• _PROVIDED DATA_
——
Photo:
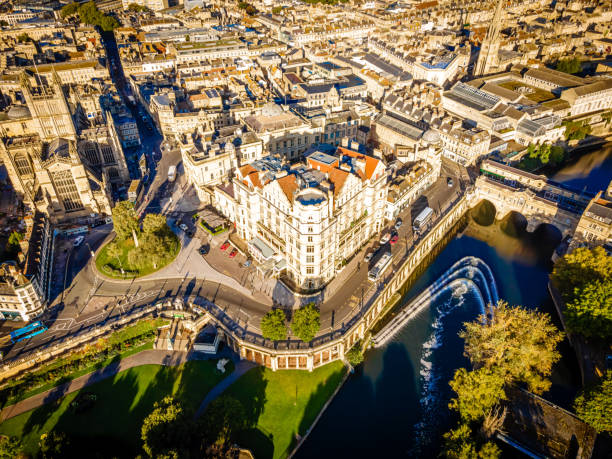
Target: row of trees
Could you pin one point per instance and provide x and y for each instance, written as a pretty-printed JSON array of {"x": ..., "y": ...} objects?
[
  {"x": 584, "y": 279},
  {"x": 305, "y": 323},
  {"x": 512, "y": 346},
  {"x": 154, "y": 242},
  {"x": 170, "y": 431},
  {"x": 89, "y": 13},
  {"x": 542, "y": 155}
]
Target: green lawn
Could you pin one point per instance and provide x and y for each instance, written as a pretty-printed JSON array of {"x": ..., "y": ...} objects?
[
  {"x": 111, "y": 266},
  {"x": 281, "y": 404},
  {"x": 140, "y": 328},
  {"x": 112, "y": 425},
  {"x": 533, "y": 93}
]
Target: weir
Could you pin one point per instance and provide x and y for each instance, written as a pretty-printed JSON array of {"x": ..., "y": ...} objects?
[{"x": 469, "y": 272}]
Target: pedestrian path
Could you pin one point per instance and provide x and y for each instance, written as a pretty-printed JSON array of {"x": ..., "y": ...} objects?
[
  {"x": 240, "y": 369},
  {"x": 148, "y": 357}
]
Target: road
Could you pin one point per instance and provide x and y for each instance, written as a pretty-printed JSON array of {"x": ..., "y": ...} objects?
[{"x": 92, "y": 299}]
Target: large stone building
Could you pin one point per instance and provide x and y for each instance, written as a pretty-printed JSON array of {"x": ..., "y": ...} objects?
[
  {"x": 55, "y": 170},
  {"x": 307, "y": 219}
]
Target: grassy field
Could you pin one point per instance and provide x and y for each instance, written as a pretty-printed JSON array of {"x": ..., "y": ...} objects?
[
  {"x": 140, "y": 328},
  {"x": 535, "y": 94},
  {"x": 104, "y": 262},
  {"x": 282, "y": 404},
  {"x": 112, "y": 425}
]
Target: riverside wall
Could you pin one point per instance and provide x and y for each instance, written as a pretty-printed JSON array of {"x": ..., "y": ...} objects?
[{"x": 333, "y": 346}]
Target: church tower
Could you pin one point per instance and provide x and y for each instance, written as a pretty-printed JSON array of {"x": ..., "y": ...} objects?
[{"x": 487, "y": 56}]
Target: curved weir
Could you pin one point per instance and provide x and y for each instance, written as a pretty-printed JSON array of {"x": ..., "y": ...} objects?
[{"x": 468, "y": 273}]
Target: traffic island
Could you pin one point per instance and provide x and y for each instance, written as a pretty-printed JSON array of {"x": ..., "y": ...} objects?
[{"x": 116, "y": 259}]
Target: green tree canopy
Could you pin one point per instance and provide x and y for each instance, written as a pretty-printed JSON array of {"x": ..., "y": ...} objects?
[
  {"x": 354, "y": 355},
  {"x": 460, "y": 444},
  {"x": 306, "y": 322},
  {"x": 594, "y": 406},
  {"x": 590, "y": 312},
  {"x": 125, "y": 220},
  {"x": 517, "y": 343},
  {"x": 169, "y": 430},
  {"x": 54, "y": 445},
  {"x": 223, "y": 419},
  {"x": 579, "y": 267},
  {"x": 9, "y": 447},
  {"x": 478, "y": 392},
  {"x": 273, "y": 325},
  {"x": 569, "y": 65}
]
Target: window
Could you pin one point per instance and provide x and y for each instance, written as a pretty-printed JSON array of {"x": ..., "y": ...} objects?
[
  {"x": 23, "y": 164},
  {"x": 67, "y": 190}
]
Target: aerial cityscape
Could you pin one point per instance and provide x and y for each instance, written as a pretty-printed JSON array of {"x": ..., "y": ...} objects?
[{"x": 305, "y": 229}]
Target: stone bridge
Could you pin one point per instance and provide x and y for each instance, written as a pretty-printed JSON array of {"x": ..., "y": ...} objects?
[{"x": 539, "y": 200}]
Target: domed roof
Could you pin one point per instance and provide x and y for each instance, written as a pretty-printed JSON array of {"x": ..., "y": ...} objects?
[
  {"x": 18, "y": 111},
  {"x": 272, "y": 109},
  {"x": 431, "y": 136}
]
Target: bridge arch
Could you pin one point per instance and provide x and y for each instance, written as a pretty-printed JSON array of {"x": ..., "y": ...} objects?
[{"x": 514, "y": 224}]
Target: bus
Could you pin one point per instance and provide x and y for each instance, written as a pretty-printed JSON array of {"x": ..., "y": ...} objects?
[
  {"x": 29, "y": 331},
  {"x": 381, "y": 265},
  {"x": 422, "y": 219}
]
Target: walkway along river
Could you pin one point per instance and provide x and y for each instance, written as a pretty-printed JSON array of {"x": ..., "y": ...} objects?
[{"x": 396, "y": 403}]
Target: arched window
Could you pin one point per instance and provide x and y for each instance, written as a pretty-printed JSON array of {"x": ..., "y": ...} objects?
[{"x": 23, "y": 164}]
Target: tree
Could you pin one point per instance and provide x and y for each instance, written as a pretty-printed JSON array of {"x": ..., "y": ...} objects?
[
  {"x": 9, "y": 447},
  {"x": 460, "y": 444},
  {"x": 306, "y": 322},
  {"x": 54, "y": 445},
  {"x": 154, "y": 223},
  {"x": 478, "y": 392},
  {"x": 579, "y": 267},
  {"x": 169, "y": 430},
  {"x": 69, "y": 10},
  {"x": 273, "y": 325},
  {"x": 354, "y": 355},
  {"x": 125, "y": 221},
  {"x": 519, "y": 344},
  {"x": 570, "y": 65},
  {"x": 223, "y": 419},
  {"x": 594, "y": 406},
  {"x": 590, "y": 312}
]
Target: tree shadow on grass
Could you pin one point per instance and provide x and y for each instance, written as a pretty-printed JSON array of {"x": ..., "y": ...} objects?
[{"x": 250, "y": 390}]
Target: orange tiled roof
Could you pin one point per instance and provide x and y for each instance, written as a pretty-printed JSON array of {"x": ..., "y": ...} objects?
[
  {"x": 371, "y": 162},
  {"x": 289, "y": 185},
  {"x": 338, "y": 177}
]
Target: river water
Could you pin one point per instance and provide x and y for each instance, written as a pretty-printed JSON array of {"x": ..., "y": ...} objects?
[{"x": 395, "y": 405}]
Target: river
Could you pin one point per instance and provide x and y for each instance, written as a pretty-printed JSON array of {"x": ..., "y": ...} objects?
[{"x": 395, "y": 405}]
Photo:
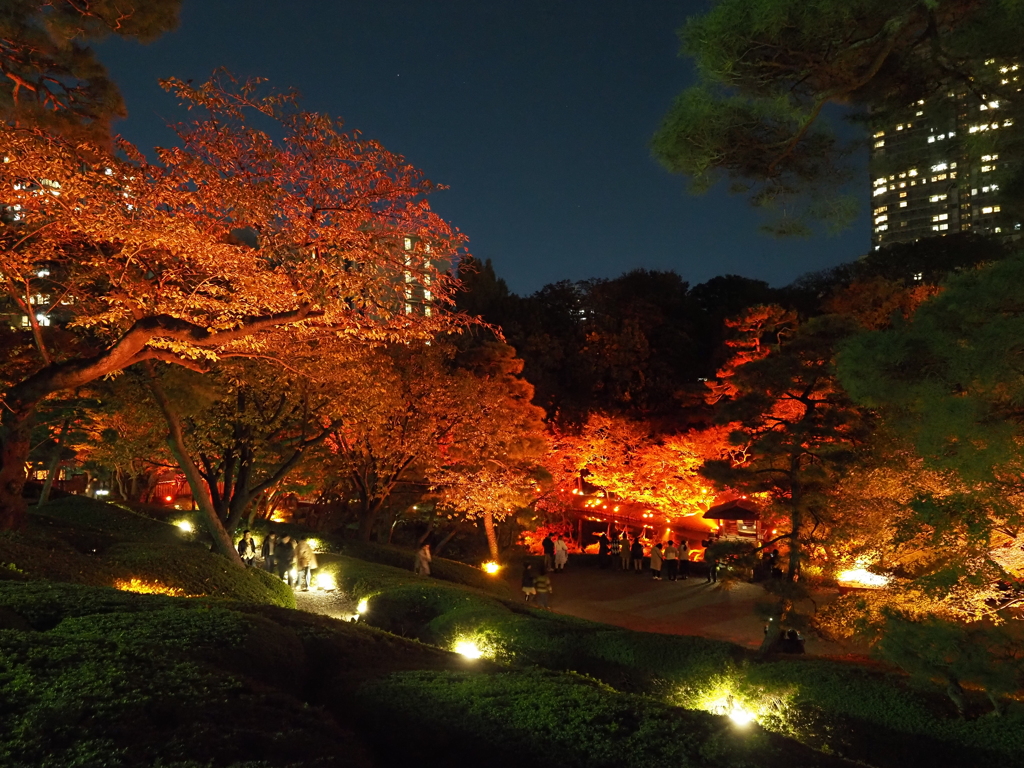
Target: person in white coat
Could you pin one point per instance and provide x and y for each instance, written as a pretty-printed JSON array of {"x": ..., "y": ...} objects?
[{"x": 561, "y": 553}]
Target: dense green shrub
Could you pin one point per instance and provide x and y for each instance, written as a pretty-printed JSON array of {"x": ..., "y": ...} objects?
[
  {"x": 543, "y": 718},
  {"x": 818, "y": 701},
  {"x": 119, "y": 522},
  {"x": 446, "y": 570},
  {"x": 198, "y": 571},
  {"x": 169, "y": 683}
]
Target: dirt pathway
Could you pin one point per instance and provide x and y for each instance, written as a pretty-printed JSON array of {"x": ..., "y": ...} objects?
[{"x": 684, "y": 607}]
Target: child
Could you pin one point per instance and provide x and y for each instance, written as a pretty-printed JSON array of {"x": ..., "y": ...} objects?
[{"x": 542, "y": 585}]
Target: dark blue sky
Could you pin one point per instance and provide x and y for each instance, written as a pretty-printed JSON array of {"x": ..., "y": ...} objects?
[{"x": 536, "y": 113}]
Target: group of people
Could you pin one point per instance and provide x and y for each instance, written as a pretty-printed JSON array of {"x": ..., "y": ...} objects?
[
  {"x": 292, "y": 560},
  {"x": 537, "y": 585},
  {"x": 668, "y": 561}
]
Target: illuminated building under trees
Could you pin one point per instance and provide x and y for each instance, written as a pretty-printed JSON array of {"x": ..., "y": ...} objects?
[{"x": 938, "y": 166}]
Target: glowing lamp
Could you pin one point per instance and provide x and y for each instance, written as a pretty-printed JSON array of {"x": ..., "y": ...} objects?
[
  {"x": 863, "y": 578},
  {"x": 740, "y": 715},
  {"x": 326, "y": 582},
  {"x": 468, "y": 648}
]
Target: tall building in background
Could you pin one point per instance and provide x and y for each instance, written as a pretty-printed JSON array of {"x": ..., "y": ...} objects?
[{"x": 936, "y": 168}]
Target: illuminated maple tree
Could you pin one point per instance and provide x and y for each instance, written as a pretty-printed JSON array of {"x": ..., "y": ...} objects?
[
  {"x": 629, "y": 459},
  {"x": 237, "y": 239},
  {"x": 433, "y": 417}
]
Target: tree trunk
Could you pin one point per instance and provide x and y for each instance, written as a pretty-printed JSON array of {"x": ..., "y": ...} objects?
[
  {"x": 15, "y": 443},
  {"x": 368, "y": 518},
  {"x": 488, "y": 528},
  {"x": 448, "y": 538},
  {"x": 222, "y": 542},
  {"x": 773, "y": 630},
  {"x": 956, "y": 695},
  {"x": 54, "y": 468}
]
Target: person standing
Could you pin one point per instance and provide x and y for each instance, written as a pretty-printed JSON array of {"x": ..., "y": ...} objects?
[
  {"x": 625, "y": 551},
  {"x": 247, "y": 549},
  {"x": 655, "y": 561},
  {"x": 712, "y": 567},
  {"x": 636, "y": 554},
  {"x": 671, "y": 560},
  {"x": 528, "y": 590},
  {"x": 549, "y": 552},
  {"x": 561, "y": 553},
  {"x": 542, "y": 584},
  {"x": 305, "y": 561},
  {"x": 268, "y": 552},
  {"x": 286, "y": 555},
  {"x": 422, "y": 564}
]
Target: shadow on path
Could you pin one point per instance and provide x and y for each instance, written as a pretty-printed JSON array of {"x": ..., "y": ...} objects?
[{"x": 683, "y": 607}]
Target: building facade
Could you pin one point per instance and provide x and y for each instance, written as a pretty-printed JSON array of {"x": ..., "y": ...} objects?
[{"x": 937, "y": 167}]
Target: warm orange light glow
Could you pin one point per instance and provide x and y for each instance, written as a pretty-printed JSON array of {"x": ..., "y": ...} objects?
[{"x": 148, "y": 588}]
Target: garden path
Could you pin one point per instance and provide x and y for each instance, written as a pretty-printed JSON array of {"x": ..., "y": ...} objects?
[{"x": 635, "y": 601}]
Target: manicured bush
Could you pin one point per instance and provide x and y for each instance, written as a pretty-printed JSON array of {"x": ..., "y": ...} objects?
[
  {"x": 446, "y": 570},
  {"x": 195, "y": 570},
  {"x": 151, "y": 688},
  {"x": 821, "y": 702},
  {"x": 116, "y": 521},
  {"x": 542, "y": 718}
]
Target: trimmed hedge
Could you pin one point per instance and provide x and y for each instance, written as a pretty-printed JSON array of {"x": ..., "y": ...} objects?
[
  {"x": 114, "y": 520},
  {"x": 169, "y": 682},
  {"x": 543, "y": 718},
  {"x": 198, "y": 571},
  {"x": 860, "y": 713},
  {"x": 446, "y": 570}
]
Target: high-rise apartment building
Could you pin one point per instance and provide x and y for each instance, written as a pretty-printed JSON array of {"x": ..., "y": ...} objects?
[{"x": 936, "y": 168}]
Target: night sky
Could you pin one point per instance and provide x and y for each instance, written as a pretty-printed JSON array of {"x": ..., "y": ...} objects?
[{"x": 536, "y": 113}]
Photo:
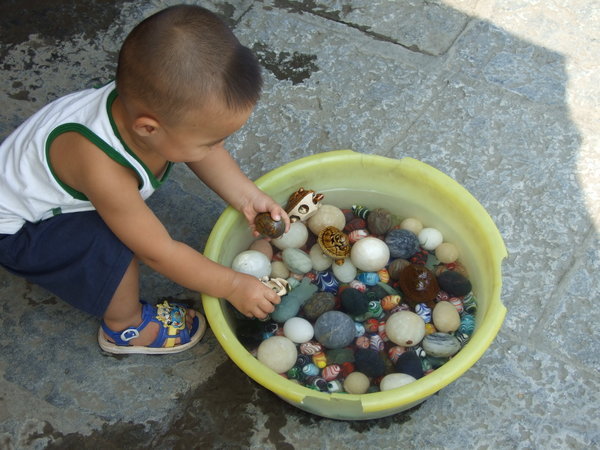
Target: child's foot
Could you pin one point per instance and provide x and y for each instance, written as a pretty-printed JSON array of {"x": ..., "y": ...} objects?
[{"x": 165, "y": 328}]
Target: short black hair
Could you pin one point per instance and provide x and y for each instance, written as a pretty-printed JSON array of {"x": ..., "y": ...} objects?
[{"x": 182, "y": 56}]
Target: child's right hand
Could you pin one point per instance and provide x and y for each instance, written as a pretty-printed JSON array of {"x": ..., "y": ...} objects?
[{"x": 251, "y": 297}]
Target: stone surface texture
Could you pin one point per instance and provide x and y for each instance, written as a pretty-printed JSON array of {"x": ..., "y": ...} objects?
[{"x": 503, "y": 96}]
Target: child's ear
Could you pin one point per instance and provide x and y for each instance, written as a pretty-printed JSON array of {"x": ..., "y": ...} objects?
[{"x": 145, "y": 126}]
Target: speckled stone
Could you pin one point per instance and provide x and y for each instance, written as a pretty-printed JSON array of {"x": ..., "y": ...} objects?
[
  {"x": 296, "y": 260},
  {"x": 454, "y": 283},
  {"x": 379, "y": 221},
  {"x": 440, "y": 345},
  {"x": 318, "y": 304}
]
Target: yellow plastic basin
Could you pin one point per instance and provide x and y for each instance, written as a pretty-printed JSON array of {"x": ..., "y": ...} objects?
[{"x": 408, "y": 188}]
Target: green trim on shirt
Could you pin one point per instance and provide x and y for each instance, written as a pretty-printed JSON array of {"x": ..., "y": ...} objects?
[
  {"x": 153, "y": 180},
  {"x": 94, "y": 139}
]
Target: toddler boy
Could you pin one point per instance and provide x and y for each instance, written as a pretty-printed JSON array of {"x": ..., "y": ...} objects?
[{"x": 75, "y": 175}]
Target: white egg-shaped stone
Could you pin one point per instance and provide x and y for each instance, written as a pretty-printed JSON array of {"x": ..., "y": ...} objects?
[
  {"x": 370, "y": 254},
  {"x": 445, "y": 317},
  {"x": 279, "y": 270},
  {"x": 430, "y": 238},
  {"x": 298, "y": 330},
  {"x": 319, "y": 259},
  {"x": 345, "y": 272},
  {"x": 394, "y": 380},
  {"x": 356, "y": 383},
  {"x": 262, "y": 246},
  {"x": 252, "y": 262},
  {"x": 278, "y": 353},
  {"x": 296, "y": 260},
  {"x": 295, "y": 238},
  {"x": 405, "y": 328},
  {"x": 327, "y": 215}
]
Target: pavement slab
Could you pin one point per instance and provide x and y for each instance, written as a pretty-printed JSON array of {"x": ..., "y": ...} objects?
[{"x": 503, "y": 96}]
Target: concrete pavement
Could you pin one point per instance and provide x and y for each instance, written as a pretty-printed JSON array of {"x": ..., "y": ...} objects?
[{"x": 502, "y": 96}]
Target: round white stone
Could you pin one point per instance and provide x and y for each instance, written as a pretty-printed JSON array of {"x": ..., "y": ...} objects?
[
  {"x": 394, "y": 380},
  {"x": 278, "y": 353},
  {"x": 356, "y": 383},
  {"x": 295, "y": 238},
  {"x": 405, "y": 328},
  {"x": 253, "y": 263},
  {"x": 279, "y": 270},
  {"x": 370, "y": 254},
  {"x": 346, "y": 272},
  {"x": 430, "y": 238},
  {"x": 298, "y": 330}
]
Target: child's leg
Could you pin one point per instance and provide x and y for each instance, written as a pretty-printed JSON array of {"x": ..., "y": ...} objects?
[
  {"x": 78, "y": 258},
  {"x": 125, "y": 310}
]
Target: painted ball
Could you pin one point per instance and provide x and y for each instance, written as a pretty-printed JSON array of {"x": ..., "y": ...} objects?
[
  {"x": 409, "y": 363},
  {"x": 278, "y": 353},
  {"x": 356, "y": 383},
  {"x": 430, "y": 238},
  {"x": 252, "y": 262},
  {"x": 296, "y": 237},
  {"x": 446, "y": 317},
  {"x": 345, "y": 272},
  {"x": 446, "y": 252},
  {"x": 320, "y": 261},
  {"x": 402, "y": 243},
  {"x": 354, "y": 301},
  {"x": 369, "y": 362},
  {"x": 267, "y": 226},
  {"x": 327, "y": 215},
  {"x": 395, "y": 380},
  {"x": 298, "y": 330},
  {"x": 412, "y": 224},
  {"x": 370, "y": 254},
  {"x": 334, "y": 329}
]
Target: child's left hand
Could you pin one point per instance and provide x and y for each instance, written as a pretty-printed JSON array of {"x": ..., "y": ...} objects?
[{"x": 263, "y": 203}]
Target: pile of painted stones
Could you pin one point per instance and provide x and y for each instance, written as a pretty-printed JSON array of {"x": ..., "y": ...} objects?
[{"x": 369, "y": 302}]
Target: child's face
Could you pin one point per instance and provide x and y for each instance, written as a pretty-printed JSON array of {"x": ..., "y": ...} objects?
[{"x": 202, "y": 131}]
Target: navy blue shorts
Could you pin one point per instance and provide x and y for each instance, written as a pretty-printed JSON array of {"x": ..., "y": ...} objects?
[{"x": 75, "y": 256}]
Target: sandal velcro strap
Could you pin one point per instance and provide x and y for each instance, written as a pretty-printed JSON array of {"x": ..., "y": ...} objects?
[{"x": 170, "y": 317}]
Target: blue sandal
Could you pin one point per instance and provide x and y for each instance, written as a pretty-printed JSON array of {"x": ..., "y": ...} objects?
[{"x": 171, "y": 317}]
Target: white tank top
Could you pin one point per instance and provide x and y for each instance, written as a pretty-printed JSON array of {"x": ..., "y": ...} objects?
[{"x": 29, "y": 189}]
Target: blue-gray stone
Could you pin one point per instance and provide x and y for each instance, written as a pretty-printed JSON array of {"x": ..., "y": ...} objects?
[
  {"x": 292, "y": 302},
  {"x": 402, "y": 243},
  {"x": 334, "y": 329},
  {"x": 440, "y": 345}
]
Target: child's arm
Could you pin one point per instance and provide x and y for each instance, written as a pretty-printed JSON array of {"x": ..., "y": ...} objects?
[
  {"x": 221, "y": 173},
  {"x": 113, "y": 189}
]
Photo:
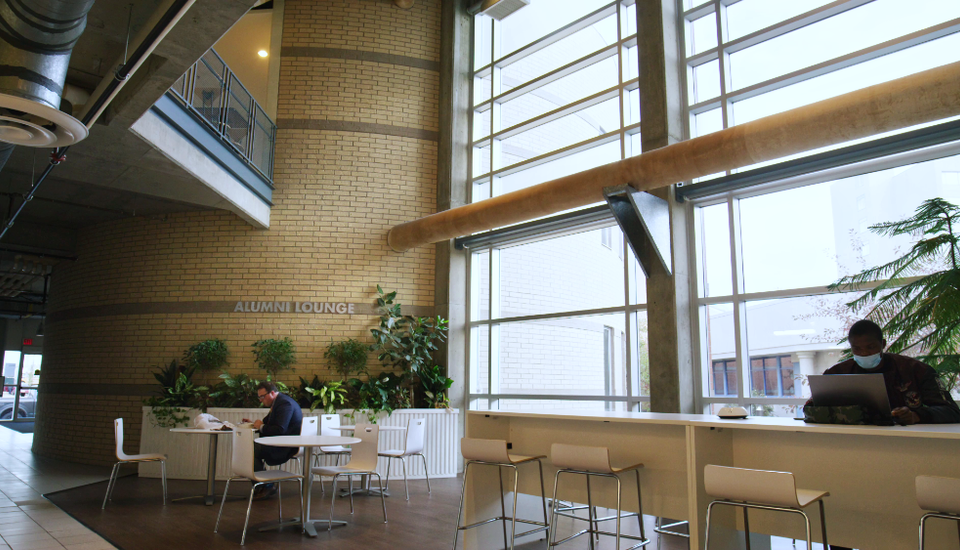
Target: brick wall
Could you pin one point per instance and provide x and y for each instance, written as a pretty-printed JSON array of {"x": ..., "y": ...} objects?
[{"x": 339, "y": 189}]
——
• _TASK DETAILS_
Quote the records word for word, starting at the line that contains "Target: pile of painted stones" and ending at the end of the records, with both ends included. Leave the pictures out.

• _RESULT_
Target: pile of painted stones
Could you pin one point per instance and provide x and y for each instance, written as a pretty-printed JSON array of {"x": ..., "y": ...} objects?
[{"x": 369, "y": 302}]
Target: child's face
Could you pin one point per instance and provide x and y for each instance, written as a pretty-printed JSON array of {"x": ..., "y": ...} objects?
[{"x": 202, "y": 131}]
Target: navy blue shorts
Could you pin one point per instance and provide x and y for each instance, written as a pretty-printed JSON array of {"x": ..., "y": ...} objects?
[{"x": 75, "y": 256}]
Target: sandal velcro strap
Could you pin one point per instance and provide x and y for each instance, written as a pretty-printed JSON array of {"x": ..., "y": ...} objects?
[{"x": 170, "y": 317}]
Target: blue sandal
Could you pin one point per instance and provide x and y for each instance, written as a pretty-printed JSON array of {"x": ..., "y": ...} objects?
[{"x": 171, "y": 317}]
Target: white tank top
Could you pin one point per instance and provide x and y for each instance, written as a pretty-printed JSON array of {"x": ..., "y": ...} objects?
[{"x": 29, "y": 189}]
Target: blue-gray stone
Could you pin one point per instance and provide x and y for each instance, written as a pretty-printed JSON array of {"x": ..., "y": ...} objects?
[
  {"x": 292, "y": 302},
  {"x": 402, "y": 243},
  {"x": 334, "y": 329},
  {"x": 440, "y": 345}
]
Target: child's arm
Could you pin one point per instance and provide x and y for each instance, written as a pretty-printed JSON array of {"x": ..., "y": ...} objects?
[
  {"x": 221, "y": 173},
  {"x": 113, "y": 189}
]
Photo:
Target: brick wall
Could you pin one point per instance and provide x and y for each instance, written as a pretty-printed JSON array of {"x": ..., "y": ...} objects?
[{"x": 339, "y": 189}]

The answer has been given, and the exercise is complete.